:: Exercise goal ::
Quote each of the following lines verbatim, from first to last, with no changes to wording, punctuation, or order.

:: Source material ::
◇ ◇ ◇ ◇
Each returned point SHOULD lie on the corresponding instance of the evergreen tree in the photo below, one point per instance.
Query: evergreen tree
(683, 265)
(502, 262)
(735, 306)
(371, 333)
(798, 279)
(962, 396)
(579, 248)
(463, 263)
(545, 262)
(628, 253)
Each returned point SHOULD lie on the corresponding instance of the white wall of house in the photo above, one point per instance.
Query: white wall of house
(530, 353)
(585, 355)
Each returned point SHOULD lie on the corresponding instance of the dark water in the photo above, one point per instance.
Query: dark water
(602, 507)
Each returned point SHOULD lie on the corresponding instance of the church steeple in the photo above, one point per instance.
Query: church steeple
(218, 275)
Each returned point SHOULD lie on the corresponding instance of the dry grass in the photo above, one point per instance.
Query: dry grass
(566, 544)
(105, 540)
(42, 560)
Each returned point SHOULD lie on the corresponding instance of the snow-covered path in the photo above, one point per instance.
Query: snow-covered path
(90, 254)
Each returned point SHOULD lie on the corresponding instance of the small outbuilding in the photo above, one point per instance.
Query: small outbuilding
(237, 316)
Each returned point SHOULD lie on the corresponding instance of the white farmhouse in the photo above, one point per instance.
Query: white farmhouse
◇ ◇ ◇ ◇
:: The answer ::
Each returned point SHOULD lie on the corresponding instance of the evergreen tree in the photo below, one point per instance.
Query: evergreen tree
(683, 265)
(502, 262)
(735, 306)
(371, 333)
(798, 279)
(962, 396)
(579, 248)
(463, 263)
(545, 262)
(628, 253)
Each returned point SHOULD lie on the corresponding instance of the white wall of house in the photo above, one point per instance.
Query: white wall of house
(530, 353)
(585, 355)
Each returned point SHOULD lie on the corresponding instance of the dark water in the photo above, one point per instance.
Query: dark water
(602, 507)
Each returned point SHOULD lie on the corresponding instance of the church steeple in the photo above, one point per instance.
Query: church steeple
(218, 275)
Each returned point SHOULD lie on the corresponding instance of the dry grass in the photo above, one point per instance.
Query: dry grass
(566, 544)
(105, 540)
(42, 560)
Each returned point SHOULD lie on the corresponding instance of the snow-covered path in the photo above, one point per instance.
Query: snow-covered path
(90, 254)
Each returned point SHOULD lie on the corresponding instance of the small outbuilding in the photo above, one point per instance.
Query: small outbuilding
(237, 316)
Each returned point SHOULD lie on the corresponding instance of the white farmhouse in the photo above, one point per instance.
Query: white farmhouse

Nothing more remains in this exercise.